**Tasks:**
**a)** Answer these questions about the midterm election piece:
(i) By how many votes did DeSantis win four years ago?
(ii) By what margin did Latino voters back DeSantis?
(iii) How many school board members backed by DeSantis won their runoffs?
**b)** In the midterm election piece, switch "battleground" to "battlefield" in the passage from "Politicos will be" up to and including "and political appeal.", and give that passage back.

──────── Reading text

Politicos will be sifting through the results of the midterm election for months to come. I’m far from a pundit, but I am a parent, and one thing is clear: the war on America’s children is the central policy issue of our time. Voters rewarded Republicans who fought to protect children and families, and they are the new generation of leadership our country needs.
In my home state of Florida, Governor Ron DeSantis won a narrow victory of 30,000 votes four years ago. But that was before the COVID-19 lockdowns turned America’s schools into a political battleground. DeSantis made protecting Florida’s children and families a core part of his policy platform and political appeal.
Concerned parents came out in droves to support DeSantis, despite the media’s relentless efforts to paint him as a monster, because he went on offense to protect kids in schools. He won re-election with the largest margin in 40 years, broadening his demographic and socioeconomic appeal, and never backing down from his advocacy for the rights of parents and communities to have the final say in their children’s education. Latino voters, who care deeply about this issue, backed him by a 13-point margin. All six school board members backed by DeSantis won their runoffs.

────────────────
──────── Data listing

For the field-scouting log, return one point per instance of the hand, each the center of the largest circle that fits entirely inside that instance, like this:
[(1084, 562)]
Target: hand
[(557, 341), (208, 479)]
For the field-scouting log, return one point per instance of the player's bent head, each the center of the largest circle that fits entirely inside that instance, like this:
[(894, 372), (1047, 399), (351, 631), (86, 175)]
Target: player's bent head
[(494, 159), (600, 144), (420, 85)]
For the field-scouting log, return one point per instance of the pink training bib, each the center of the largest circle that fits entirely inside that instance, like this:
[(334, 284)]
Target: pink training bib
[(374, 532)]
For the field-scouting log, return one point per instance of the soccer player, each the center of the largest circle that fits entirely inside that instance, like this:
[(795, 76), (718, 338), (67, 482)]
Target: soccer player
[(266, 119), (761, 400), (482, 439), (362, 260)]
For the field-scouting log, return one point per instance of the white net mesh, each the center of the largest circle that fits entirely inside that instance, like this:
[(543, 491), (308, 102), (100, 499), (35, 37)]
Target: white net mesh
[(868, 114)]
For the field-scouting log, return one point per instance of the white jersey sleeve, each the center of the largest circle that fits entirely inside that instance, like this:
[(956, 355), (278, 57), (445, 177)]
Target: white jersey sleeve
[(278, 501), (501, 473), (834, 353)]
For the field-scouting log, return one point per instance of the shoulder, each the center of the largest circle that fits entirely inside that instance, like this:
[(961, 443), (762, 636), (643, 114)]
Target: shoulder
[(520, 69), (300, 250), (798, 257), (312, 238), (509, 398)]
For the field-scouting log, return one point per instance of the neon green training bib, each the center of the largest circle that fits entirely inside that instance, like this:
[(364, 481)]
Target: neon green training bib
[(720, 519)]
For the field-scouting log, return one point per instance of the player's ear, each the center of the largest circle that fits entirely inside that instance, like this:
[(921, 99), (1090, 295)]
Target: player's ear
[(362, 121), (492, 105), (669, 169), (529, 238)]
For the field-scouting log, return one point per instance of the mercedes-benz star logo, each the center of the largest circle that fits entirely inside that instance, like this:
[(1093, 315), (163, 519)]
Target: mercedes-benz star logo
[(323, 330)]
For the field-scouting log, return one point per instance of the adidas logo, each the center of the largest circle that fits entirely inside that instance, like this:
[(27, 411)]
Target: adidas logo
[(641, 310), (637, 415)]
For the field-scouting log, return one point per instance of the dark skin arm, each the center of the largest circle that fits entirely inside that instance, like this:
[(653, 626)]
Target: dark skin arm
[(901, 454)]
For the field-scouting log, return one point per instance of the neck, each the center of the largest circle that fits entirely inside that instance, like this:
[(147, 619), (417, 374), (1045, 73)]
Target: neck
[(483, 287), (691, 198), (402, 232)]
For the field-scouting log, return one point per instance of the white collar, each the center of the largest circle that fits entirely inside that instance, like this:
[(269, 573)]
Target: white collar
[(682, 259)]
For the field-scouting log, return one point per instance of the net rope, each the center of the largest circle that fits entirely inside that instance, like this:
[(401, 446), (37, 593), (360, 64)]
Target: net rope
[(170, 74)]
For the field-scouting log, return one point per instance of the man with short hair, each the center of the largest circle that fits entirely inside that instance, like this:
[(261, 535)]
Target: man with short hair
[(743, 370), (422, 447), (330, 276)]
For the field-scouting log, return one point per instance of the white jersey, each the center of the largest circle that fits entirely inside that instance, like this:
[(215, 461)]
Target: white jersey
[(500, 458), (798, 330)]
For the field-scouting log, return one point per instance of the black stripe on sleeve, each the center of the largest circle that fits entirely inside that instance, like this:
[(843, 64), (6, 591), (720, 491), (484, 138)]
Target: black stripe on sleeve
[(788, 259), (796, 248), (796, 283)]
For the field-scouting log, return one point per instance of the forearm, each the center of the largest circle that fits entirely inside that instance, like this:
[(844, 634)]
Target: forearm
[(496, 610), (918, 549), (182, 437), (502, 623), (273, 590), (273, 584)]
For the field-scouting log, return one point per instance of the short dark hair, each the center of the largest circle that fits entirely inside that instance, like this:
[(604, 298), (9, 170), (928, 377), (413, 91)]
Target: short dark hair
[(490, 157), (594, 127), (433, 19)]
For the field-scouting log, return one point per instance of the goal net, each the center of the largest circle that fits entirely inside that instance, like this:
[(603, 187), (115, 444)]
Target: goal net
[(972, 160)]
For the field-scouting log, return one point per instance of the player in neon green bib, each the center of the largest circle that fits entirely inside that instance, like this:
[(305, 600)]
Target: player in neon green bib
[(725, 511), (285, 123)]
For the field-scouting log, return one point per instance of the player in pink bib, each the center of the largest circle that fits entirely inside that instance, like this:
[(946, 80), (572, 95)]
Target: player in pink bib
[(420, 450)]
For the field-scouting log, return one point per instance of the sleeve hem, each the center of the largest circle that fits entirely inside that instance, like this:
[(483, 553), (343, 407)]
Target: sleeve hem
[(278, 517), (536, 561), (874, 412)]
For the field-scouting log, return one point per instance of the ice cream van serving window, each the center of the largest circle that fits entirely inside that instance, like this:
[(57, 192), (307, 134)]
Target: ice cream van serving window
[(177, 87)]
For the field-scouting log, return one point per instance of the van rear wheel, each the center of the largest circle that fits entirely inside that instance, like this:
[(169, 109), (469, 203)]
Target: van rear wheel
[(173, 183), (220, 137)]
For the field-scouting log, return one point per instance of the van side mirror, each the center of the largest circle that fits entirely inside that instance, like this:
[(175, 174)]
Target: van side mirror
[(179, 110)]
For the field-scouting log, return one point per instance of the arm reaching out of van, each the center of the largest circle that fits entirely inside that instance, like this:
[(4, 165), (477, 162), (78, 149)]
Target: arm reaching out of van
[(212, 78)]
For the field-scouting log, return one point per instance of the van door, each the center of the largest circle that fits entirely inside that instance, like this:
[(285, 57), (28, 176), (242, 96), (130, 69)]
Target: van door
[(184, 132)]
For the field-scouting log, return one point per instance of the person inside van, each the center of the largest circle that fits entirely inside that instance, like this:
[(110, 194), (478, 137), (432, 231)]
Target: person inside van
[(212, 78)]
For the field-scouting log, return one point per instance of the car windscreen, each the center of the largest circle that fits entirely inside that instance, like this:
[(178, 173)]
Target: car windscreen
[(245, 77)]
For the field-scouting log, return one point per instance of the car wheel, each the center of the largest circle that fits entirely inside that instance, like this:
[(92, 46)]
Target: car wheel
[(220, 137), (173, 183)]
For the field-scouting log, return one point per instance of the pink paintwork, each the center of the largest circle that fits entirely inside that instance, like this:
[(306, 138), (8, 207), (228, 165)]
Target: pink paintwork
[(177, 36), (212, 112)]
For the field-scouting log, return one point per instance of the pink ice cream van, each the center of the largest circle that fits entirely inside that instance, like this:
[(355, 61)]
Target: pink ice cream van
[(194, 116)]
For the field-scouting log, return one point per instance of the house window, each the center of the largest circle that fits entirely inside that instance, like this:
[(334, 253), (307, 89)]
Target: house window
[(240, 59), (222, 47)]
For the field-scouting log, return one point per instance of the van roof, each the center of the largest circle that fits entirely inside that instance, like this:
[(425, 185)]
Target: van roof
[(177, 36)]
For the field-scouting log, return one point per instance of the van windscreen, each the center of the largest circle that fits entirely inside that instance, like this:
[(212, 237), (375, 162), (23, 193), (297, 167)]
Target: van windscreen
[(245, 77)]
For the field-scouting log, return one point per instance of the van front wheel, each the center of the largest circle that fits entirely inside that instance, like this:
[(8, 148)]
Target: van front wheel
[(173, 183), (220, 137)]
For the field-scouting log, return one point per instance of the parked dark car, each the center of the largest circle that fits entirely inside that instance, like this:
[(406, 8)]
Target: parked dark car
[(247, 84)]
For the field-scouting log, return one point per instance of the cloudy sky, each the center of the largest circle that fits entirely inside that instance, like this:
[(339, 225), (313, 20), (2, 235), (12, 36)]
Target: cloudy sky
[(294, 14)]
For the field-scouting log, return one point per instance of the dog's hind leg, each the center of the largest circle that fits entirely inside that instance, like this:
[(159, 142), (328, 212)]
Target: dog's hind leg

────────────────

**Answers for each item:**
**a)**
(i) 30,000 votes
(ii) A 13-point margin
(iii) All six

**b)**
Politicos will be sifting through the results of the midterm election for months to come. I’m far from a pundit, but I am a parent, and one thing is clear: the war on America’s children is the central policy issue of our time. Voters rewarded Republicans who fought to protect children and families, and they are the new generation of leadership our country needs.
In my home state of Florida, Governor Ron DeSantis won a narrow victory of 30,000 votes four years ago. But that was before the COVID-19 lockdowns turned America’s schools into a political battlefield. DeSantis made protecting Florida’s children and families a core part of his policy platform and political appeal.